INSTRUCTIONS TO FOLLOW
Could you print every entry below exactly as given?

PROVIDED DATA

━━━━━━━━━━━━━━━━━━━━━━━━━━━━━━

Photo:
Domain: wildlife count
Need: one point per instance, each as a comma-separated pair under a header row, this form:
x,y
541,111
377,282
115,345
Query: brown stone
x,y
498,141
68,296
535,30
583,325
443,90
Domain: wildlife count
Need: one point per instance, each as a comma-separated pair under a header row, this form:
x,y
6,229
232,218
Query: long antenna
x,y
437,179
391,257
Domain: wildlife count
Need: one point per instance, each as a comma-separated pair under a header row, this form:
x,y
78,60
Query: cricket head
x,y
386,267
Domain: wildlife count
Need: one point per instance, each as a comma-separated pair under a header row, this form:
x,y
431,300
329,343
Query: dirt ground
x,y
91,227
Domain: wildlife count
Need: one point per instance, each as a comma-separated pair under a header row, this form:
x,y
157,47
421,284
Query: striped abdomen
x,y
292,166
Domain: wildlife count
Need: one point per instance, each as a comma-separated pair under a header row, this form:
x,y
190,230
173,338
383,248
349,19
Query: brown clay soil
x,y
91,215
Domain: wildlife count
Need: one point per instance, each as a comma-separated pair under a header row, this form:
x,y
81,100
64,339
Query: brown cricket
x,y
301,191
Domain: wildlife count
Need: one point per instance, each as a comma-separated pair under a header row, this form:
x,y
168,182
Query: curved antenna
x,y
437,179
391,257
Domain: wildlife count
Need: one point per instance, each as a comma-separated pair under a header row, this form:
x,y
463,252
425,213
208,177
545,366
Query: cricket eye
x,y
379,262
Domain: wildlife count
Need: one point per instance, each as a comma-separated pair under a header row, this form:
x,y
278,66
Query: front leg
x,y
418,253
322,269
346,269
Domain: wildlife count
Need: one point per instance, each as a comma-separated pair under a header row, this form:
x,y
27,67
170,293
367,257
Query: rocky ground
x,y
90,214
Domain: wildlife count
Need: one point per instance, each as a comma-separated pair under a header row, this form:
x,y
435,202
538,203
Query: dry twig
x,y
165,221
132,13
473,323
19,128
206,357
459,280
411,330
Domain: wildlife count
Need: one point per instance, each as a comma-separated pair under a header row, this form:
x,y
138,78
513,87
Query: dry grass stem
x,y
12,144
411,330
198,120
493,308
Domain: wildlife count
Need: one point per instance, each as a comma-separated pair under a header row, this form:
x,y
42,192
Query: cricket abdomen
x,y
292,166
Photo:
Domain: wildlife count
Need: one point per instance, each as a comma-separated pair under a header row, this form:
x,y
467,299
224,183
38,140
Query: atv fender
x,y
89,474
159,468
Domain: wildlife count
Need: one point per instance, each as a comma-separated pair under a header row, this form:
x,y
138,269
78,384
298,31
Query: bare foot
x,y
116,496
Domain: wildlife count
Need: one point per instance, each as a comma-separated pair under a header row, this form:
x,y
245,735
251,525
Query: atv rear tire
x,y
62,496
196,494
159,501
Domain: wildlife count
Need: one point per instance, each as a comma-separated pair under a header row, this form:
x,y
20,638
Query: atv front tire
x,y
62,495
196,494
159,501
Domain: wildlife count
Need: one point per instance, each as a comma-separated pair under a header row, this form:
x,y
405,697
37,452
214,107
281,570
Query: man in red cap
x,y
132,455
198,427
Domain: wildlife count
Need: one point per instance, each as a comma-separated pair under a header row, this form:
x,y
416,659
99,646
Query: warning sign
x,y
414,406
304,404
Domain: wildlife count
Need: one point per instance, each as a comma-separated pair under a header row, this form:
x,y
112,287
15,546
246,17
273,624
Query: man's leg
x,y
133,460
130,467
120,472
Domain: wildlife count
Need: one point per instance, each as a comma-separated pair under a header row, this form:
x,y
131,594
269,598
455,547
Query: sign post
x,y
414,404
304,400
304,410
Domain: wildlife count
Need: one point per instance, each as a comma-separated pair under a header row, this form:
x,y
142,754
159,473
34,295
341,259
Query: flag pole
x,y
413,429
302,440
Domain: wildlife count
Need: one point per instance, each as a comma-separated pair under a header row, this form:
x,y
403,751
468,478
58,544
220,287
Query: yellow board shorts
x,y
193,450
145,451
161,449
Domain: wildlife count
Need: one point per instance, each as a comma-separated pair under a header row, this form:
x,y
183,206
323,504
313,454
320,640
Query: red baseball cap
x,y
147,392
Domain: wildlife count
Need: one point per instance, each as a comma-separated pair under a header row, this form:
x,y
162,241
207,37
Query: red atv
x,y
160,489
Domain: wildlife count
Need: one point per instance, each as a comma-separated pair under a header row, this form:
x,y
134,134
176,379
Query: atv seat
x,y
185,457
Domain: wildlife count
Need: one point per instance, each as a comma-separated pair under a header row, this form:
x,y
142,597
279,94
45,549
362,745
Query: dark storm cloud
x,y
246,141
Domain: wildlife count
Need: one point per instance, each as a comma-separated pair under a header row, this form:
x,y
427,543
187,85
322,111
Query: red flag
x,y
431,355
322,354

━━━━━━━━━━━━━━━━━━━━━━━━━━━━━━

SOLUTION TO THIS EXERCISE
Photo:
Domain: wildlife count
Need: one point per instance, each as a comma-separated pair under a header row, this form:
x,y
541,111
377,282
115,345
Query: brown stone
x,y
498,141
68,296
535,30
583,325
443,90
Domain: wildlife count
Need: one point per instance, each as a comma-separated pair under a header row, this form:
x,y
6,229
232,218
Query: long antenna
x,y
437,179
391,257
Domain: wildlife count
Need: one point per instance, each as a comma-separated pair under a header row, this form:
x,y
78,60
Query: cricket head
x,y
386,267
Domain: wildlife count
Need: one point per instance, each as a comma-separated pair under a header row, this form:
x,y
431,300
329,343
Query: dirt ground
x,y
91,227
Domain: wildlife count
Need: one point per instance, each as a comma-separated pair under a header row, this form:
x,y
157,47
421,284
Query: striped abdomen
x,y
292,166
Domain: wildlife count
Need: one point per instance, each as a comma-separated pair under a header row, this form:
x,y
190,230
173,338
383,248
349,19
Query: brown clay soil
x,y
91,215
Domain: wildlife count
Need: one point per instance, each as a comma-separated pair under a header row, this form:
x,y
81,100
64,339
Query: brown cricket
x,y
301,191
Domain: wildlife count
Need: one point per instance, each as a comma-separated pair under a header row, this form:
x,y
168,182
Query: curved antenna
x,y
437,179
391,257
Domain: wildlife count
Need: one point per instance, each as a comma-separated pair under a header row, this form:
x,y
463,252
425,213
208,177
545,366
Query: cricket eye
x,y
379,262
Domain: wildlife count
Need: one point per instance, each as a comma-separated pair under a header row, this form:
x,y
278,66
Query: front leg
x,y
418,253
322,269
346,269
Domain: wildlife count
Need: one point per instance, each as a comma-separated pair under a header row, this form:
x,y
27,67
170,293
367,257
Query: rocky ground
x,y
90,214
Domain: wildlife count
Need: one point per instance, each as a comma-separated pair under a header row, this form:
x,y
435,202
538,203
Query: dry twig
x,y
165,221
132,13
473,323
19,128
206,357
459,280
411,330
Domain: wildlife count
Need: one point per instance, each as a comma-separated pair under a header row, this form:
x,y
138,78
513,87
Query: dry grass stem
x,y
12,144
411,330
198,120
493,308
Domain: wildlife count
Need: one point per instance, each as a comma-separated pair under a header row, this form:
x,y
42,192
Query: cricket abdomen
x,y
292,166
Photo:
Domain: wildlife count
Need: one point per instance, each as a comma-separated pair under a header row, this form:
x,y
467,299
224,183
38,140
Query: atv fender
x,y
89,474
159,468
Domain: wildlife count
Need: one point per instance, each as a comma-separated pair under a header row, this form:
x,y
138,269
78,384
298,31
Query: bare foot
x,y
116,496
Domain: wildlife count
Need: one point per instance, each as a comma-separated pair under a header row, this form:
x,y
245,735
251,525
Query: atv rear tire
x,y
62,496
196,494
159,501
Domain: wildlife count
Need: one point per instance, each as a comma-separated pair under a header row, this form:
x,y
20,638
Query: atv front tire
x,y
62,495
196,494
159,501
Domain: wildlife count
Need: one point per instance, each as a comma-separated pair under a header row, this form:
x,y
405,697
37,452
214,107
281,570
Query: man in red cap
x,y
132,455
198,427
Domain: wildlife count
Need: one point per instance, each as a comma-separated pair under a header row, this form:
x,y
416,659
99,646
Query: warning sign
x,y
414,406
304,404
Domain: wildlife count
Need: one point per instance, each as a comma-separated pair under a header row, this form:
x,y
112,287
15,546
246,17
273,624
Query: man's leg
x,y
133,460
130,467
120,472
Domain: wildlife count
Need: one point per instance, each as a comma-separated pair under a header row, this form:
x,y
131,594
269,598
455,547
Query: sign post
x,y
414,404
304,400
304,410
Domain: wildlife count
Need: one point per instance, each as a comma-separated pair under a header row, this form:
x,y
142,754
159,473
34,295
341,259
Query: flag pole
x,y
413,429
302,440
Domain: wildlife count
Need: one point per instance, each as a comma-separated pair under a header row, this form:
x,y
403,751
468,478
58,544
220,287
Query: yellow board shorts
x,y
193,450
145,451
161,449
Domain: wildlife count
Need: one point per instance, each as a comma-separated pair under a header row, this form:
x,y
183,206
323,504
313,454
320,640
Query: red baseball cap
x,y
147,392
Domain: wildlife count
Need: one point per instance, each as a comma-separated pair under a header row, this form:
x,y
162,241
207,37
Query: red atv
x,y
160,489
Domain: wildlife count
Need: one point per instance, each as a comma-separated pair under a header row, this form:
x,y
134,134
176,379
Query: atv seat
x,y
185,457
Domain: wildlife count
Need: one point per instance, each as a comma-separated pair under a header row, this form:
x,y
142,597
279,94
45,549
362,745
Query: dark storm cloud
x,y
246,141
Domain: wildlife count
Need: one point per instance, each as a comma-separated pair under a header row, this form:
x,y
427,543
187,85
322,111
Query: red flag
x,y
431,355
322,354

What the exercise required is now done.